### Given passage:
• • • • • • •

Stanford BDHG llama.cpp

llama

License: MIT

Overview

This project is a Stanford BDHG-maintained fork of the well-regarded llama.cpp, tailored for deploying LLaMA models using C/C++. Our modifications package the library as an XCFramework for distribution as a binary compatible with multiple platforms. The inclusion of a Package.swift file facilitates the integration with the Swift Package Manager (SPM).

Note

Should you have inquiries regarding the llama.cpp codebase this fork builds upon, please refer to the upstream llama.cpp README for comprehensive details and guidance.

Setup

Add Stanford BDHG llama.cpp as a Dependency

You need to add Stanford BDHG llama.cpp Swift package to your app in Xcode or Swift package.

Important

Important: In order to use the library, one needs to set build parameters in the consuming Xcode project or the consuming SPM package to enable the Swift / C++ Interop, introduced in Xcode 15 and Swift 5.9. Keep in mind that this is true for nested dependencies, one needs to set this configuration recursivly for the entire dependency tree towards the llama.cpp SPM package.

• • • • • • •

### Source material:
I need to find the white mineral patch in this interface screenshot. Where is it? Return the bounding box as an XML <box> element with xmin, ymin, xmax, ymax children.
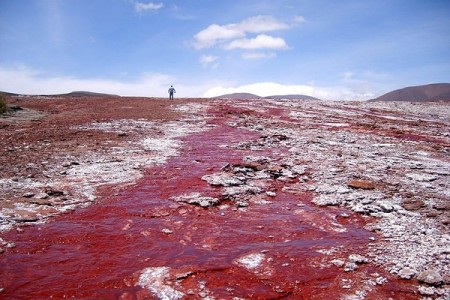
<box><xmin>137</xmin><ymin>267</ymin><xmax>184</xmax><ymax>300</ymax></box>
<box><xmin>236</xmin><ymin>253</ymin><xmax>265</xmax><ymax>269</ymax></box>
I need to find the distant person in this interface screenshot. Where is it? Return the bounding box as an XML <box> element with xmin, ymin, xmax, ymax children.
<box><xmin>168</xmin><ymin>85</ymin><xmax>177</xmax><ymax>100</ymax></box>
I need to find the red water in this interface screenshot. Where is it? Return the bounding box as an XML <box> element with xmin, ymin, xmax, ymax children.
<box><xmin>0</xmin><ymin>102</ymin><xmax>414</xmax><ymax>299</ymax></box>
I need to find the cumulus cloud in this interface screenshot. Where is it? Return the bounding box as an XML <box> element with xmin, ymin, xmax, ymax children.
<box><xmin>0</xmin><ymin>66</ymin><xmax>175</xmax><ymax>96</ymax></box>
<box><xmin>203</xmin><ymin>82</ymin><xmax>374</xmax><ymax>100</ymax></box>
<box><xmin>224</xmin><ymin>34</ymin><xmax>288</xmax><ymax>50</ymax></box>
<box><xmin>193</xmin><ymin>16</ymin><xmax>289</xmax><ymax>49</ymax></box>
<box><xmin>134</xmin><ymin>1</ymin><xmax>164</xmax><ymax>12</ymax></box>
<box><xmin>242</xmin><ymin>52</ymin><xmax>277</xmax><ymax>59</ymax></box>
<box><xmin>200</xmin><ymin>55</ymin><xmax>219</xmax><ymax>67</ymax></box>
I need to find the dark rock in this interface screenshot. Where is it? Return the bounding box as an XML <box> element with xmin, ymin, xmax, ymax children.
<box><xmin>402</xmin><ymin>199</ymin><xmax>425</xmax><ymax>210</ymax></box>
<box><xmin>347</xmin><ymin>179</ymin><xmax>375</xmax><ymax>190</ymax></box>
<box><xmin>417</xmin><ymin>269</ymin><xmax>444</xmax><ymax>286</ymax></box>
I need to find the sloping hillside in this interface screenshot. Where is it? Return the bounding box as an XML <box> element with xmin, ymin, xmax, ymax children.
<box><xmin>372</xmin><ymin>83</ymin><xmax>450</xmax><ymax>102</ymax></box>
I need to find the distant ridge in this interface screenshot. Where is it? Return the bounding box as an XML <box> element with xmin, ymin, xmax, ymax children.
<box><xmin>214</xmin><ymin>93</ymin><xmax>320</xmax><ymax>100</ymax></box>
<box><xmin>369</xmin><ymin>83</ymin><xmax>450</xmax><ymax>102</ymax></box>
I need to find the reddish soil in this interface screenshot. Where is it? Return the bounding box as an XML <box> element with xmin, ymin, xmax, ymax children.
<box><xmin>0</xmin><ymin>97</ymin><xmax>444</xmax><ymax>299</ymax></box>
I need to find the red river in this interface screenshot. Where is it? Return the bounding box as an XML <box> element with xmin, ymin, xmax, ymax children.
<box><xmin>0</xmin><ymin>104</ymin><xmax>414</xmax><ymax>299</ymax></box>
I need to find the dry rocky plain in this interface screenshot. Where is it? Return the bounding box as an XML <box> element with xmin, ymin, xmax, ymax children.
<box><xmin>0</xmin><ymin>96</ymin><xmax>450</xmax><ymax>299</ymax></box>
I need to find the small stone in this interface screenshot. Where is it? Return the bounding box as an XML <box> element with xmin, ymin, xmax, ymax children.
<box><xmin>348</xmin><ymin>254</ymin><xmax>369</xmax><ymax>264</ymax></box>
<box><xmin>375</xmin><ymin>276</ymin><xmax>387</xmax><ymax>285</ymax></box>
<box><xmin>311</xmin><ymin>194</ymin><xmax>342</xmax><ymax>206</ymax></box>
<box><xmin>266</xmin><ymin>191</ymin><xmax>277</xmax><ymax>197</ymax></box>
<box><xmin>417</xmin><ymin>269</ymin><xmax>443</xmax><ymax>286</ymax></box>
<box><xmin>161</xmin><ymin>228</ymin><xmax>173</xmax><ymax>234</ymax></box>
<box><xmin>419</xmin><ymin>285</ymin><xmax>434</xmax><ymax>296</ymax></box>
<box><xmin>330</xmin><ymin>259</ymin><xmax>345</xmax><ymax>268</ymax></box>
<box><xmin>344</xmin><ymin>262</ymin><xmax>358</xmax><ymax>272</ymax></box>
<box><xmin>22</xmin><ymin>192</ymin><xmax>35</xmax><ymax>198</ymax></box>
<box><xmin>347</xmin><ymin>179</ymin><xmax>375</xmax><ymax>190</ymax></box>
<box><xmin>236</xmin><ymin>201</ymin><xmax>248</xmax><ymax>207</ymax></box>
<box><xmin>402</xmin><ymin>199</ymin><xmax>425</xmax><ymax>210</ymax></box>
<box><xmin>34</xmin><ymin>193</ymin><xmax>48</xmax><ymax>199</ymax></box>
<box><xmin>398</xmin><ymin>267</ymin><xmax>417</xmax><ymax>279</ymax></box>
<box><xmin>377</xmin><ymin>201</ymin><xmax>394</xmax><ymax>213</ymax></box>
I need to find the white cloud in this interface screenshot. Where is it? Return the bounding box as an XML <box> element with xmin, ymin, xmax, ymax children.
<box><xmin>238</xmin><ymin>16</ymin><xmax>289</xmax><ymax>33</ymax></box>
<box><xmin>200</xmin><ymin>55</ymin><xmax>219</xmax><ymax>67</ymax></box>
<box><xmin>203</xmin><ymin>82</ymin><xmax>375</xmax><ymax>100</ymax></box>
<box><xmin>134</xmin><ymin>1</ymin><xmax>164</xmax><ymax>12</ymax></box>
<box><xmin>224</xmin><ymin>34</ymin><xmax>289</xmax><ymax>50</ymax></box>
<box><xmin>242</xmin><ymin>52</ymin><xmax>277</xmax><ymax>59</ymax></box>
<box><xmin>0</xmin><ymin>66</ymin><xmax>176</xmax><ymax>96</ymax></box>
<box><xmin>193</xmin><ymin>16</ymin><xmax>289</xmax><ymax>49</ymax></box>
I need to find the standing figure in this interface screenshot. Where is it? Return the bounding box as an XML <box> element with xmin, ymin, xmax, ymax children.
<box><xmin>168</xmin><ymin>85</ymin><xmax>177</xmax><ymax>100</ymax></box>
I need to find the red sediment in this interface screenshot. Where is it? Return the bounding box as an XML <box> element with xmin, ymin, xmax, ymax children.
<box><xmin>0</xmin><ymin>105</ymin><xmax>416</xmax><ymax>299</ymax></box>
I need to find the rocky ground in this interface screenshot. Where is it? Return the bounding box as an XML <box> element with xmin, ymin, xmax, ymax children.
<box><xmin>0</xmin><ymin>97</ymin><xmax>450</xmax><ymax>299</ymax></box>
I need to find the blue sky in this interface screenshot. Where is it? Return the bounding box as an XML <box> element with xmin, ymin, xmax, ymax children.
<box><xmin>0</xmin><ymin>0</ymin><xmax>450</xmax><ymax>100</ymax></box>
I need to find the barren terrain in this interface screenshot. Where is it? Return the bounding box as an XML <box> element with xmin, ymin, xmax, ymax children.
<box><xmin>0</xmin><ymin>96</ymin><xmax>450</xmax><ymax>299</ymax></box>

• • • • • • •

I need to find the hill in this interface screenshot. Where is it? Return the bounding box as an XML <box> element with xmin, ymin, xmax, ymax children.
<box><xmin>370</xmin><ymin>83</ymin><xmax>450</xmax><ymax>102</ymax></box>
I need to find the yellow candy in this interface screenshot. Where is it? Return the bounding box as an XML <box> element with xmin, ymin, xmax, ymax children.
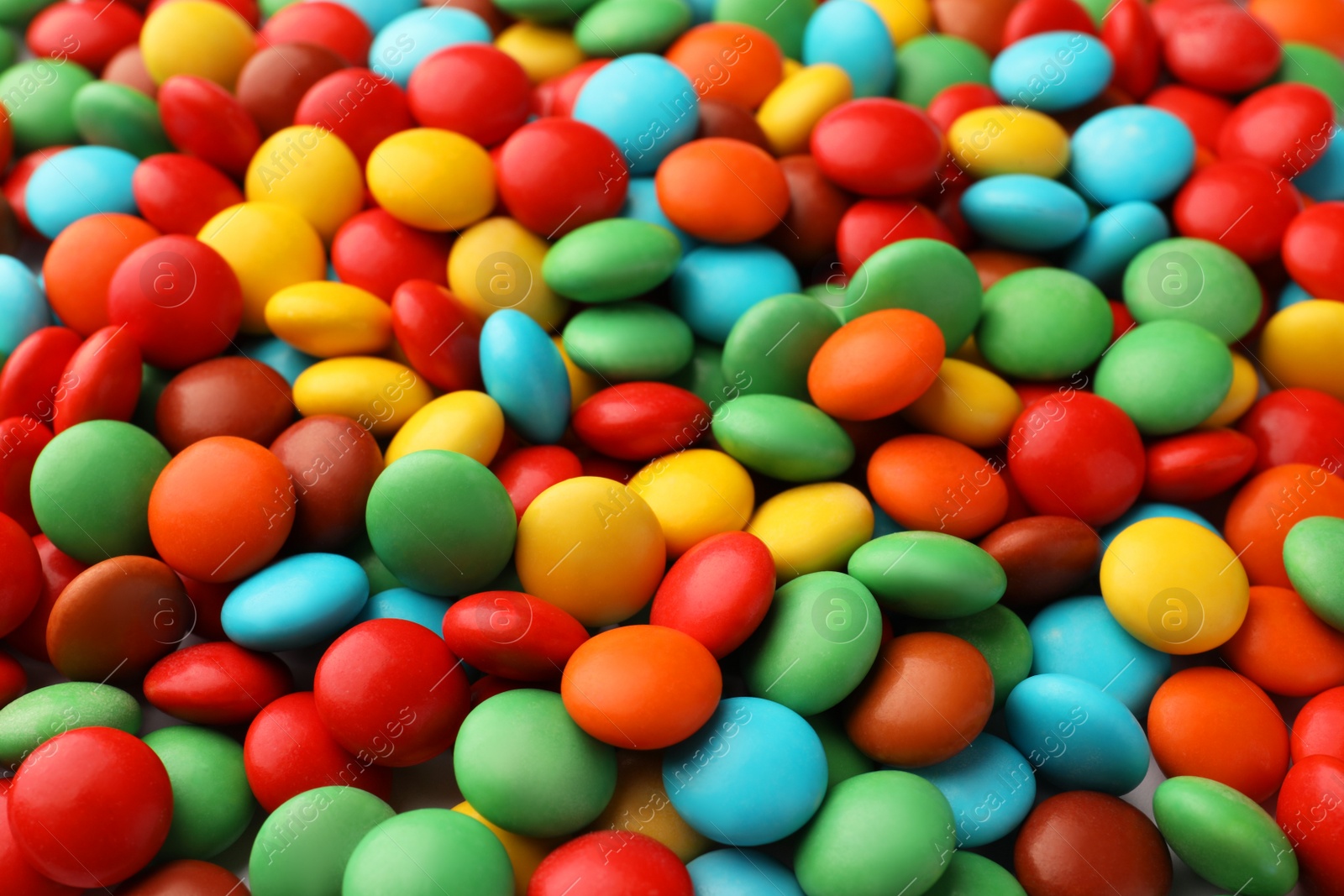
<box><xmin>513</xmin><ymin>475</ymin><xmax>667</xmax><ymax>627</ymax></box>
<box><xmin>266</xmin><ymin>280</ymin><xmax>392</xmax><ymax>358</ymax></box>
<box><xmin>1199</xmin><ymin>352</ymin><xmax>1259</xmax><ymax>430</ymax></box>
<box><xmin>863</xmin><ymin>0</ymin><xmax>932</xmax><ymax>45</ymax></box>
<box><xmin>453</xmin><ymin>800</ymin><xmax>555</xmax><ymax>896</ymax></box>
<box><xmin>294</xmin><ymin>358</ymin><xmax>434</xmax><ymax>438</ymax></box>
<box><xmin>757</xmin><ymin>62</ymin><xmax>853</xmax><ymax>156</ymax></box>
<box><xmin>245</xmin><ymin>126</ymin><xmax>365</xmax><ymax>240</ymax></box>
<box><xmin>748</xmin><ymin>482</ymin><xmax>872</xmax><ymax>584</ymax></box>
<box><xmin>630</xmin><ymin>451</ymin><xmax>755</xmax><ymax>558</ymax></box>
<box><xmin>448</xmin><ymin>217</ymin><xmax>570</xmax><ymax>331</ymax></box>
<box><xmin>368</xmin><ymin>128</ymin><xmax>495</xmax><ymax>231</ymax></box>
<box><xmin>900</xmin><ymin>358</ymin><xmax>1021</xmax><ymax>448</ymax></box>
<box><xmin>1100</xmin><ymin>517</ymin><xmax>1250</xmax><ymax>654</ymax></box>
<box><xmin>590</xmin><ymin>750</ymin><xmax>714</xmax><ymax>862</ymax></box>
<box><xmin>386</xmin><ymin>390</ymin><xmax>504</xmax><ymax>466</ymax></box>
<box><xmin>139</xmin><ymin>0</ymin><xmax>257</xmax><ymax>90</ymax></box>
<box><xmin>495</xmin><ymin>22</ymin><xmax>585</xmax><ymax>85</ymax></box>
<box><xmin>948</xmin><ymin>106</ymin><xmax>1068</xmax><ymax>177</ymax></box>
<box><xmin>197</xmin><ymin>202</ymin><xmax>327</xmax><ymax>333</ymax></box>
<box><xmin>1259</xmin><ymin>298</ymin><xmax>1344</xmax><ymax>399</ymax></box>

• • • • • • •

### Exercise directions:
Continue the Stanford BDHG llama.cpp README from its last sentence, the one about setting the interop configuration for the whole dependency tree.

### Exercise output:
For Xcode projects:

  • Open your project settings in Xcode by selecting PROJECT_NAME > TARGET_NAME > Build Settings.
  • Within the Build Settings, search for the C++ and Objective-C Interoperability setting and set it to C++ / Objective-C++. This enables the project to use the C++ headers from llama.cpp.

For SPM packages:

  • Open the Package.swift file of your SPM package
  • Within the package target that consumes the llama.cpp package, add the interoperabilityMode(_:) Swift build setting like that:
/// Adds the dependency to the Stanford BDHG llama.cpp SPM package
dependencies: [
    .package(url: "https://github.com/StanfordBDHG/llama.cpp", .upToNextMinor(from: "0.1.0"))
],
targets: [
  .target(
      name: "ExampleConsumingTarget",
      /// State the dependence of the target to llama.cpp
      dependencies: [
          .product(name: "llama", package: "llama.cpp")
      ],
      /// Important: Configure the `.interoperabilityMode(_:)` within the `swiftSettings`
      swiftSettings: [
          .interoperabilityMode(.Cxx)
      ]
  )
]

Contributing

Contributions to this project are welcome. Please make sure to read the contribution guidelines and the contributor covenant code of conduct first. You can find a list of contributors in the CONTRIBUTORS.md file.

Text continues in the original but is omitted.